» WHAT IS REQUIRED: Copy out every line of the records below, requests included, but multiply each point coordinate in the answers by 1.05 and round it to a whole number, with halves rounded up. Leave the pictures out.

━━━━━━━━━━━━━━━━━━━━

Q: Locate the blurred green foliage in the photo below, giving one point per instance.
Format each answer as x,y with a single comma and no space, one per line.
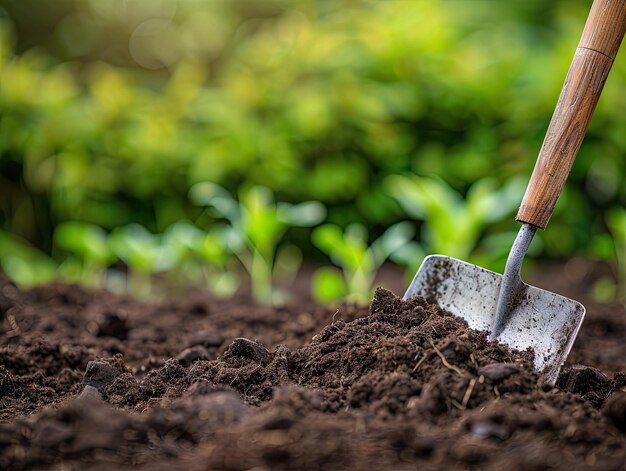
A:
111,111
358,262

━━━━━━━━━━━━━━━━━━━━

» COMPLETE OUTPUT:
Q: Locate the blurred green foliage in the photo below, giving one point per instance.
Format each answer as x,y with a single comma and no space, one per line.
A:
117,117
376,275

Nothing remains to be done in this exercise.